— Start of Dataset content —

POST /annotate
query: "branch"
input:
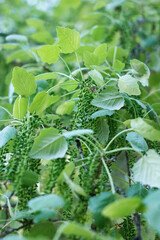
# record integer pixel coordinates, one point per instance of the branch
(137, 220)
(11, 230)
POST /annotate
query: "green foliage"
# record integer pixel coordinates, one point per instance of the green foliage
(23, 82)
(79, 120)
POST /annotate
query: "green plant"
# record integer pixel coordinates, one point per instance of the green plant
(80, 128)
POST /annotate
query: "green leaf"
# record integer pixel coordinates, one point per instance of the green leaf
(102, 130)
(20, 56)
(69, 85)
(141, 71)
(72, 228)
(152, 213)
(90, 59)
(46, 76)
(49, 145)
(23, 82)
(102, 113)
(137, 142)
(78, 132)
(43, 37)
(70, 3)
(152, 114)
(116, 53)
(4, 116)
(146, 128)
(121, 208)
(41, 231)
(44, 214)
(36, 23)
(108, 100)
(29, 178)
(14, 237)
(50, 201)
(97, 203)
(49, 53)
(129, 85)
(75, 188)
(97, 77)
(20, 107)
(69, 40)
(69, 168)
(41, 101)
(118, 65)
(6, 134)
(16, 37)
(65, 108)
(101, 53)
(137, 190)
(146, 169)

— End of Dataset content —

Written problem -> Return every line in the listing above that contains the string "query".

Result of this task ->
query: "branch"
query: "green foliage"
query: "green plant"
query: "green leaf"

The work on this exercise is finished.